What to do>
Below are the records; reproduce all of them exactly but without any images.

Input for this task>
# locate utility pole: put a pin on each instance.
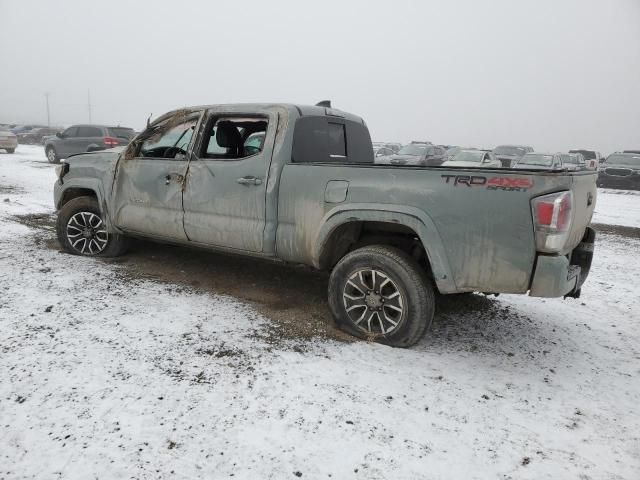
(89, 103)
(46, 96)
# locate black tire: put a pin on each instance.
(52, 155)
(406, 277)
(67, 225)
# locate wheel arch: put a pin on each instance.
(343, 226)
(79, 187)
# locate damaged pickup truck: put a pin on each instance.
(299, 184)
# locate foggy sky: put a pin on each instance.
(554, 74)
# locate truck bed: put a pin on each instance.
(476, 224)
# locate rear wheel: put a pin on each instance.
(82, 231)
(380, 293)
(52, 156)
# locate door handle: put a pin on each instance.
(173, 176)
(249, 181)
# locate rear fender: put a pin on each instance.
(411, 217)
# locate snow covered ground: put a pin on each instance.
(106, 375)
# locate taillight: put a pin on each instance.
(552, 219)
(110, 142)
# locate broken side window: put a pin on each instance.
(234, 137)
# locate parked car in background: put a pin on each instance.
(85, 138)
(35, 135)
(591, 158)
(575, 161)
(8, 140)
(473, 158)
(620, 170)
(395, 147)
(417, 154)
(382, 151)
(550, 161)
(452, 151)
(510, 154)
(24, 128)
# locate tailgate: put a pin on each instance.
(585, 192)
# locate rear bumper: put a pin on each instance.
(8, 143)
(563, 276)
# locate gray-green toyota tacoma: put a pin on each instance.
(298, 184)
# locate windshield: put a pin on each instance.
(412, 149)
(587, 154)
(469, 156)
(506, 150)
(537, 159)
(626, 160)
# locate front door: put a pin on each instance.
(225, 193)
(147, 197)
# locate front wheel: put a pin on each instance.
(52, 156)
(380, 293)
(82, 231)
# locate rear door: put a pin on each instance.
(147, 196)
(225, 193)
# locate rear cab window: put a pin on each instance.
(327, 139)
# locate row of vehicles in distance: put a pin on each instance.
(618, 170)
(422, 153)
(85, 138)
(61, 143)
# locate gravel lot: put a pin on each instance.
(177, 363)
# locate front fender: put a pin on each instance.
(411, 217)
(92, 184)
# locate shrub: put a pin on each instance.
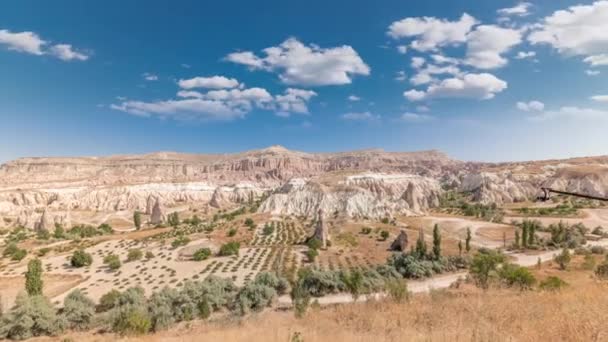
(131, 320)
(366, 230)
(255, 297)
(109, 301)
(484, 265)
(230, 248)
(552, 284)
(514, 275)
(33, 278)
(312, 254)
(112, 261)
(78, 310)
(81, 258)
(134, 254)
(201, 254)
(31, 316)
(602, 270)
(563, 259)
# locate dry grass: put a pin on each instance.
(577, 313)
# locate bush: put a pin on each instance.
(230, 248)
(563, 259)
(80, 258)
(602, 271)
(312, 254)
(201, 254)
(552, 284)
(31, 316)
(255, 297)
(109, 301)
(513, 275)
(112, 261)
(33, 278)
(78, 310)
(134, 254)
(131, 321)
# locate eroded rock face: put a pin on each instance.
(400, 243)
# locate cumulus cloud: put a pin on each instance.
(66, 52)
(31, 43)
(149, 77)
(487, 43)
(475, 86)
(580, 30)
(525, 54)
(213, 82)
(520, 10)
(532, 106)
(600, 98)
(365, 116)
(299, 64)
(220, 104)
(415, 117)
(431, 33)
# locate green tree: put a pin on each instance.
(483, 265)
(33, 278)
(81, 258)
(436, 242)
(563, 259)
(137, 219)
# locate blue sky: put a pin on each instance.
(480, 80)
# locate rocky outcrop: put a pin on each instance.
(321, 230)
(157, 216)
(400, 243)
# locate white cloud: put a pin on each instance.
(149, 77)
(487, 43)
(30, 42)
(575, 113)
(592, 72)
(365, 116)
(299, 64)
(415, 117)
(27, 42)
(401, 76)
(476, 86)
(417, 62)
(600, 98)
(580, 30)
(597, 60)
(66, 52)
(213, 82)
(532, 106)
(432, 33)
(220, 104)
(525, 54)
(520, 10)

Answer space>
# locate utility pole: put a pin on each instance.
(89, 103)
(46, 96)
# locate black tire: put a pin on each instance.
(52, 155)
(406, 277)
(67, 225)
# locate wheel arch: put a pin on each instance.
(343, 226)
(79, 187)
# locate damaged pickup truck: put a pin on each instance.
(299, 184)
# locate foggy sky: put a pin on each instance.
(554, 74)
# locate truck bed: put a pin on each instance.
(476, 224)
# locate rear wheel: put a pin on each instance.
(82, 231)
(380, 293)
(52, 156)
# locate door handle: put a pin on each instance.
(173, 176)
(249, 181)
# locate rear fender: put a pin on each instance.
(411, 217)
# locate snow covered ground: put a pin on each instance.
(106, 375)
# locate taillight: put a pin on each instance.
(552, 219)
(110, 142)
# locate broken side window: put a pin on each instance.
(234, 137)
# locate parked car in background: put a pin on each instance.
(85, 138)
(35, 135)
(591, 158)
(575, 161)
(8, 140)
(473, 158)
(620, 170)
(395, 147)
(417, 154)
(382, 151)
(550, 161)
(452, 151)
(510, 154)
(24, 128)
# locate tailgate: put a pin on each instance.
(585, 192)
# locate rear bumper: put a pin on each instance.
(8, 143)
(563, 276)
# locate gray-green toyota tacoma: put a pin on each instance.
(298, 184)
# locate windshield: put a pin on each instance.
(412, 149)
(587, 154)
(469, 156)
(506, 150)
(537, 159)
(626, 160)
# locate front door: put a pin on each instance.
(225, 193)
(147, 197)
# locate front wheel: put a pin on each instance.
(52, 156)
(380, 293)
(82, 231)
# locate rear door: put a pin on each instance.
(147, 196)
(225, 193)
# locate rear cab window: put a pin on each instance.
(327, 139)
# locate row of vehicles in distance: put a pin on each instance.
(618, 170)
(422, 153)
(85, 138)
(61, 143)
# locate gravel lot: put a pin on each instance.
(177, 363)
# locate front fender: put a pin on each instance.
(411, 217)
(92, 184)
# locate shrub: put a pin on each instance.
(131, 320)
(366, 230)
(255, 297)
(109, 301)
(484, 265)
(230, 248)
(552, 284)
(514, 275)
(33, 278)
(312, 254)
(112, 261)
(78, 310)
(81, 258)
(134, 254)
(201, 254)
(31, 316)
(602, 270)
(563, 259)
# locate dry grass: put a pin on each instance.
(577, 313)
# locate bush: put a pin on each instance.
(230, 248)
(563, 259)
(80, 258)
(602, 271)
(312, 254)
(201, 254)
(552, 284)
(31, 316)
(255, 297)
(109, 301)
(513, 275)
(112, 261)
(33, 278)
(78, 310)
(134, 254)
(131, 321)
# locate eroded rock face: put a pin on each instance.
(400, 243)
# locate cumulus cloud: put a pin on each instance.
(66, 52)
(31, 43)
(149, 77)
(487, 43)
(475, 86)
(580, 30)
(525, 54)
(213, 82)
(520, 10)
(532, 106)
(600, 98)
(365, 116)
(299, 64)
(220, 104)
(415, 117)
(431, 33)
# locate green tree: put a pin on each instance.
(483, 265)
(33, 278)
(81, 258)
(436, 242)
(563, 259)
(137, 219)
# locate blue sky: put a pin on each instance.
(480, 80)
# locate rocky outcrop: put a pin on each instance.
(321, 230)
(157, 216)
(400, 243)
# locate white cloud: put a pin on each instance.
(149, 77)
(487, 43)
(30, 42)
(575, 113)
(592, 72)
(365, 116)
(299, 64)
(415, 117)
(27, 42)
(401, 76)
(476, 86)
(417, 62)
(600, 98)
(580, 30)
(597, 60)
(66, 52)
(213, 82)
(532, 106)
(432, 33)
(220, 104)
(525, 54)
(520, 10)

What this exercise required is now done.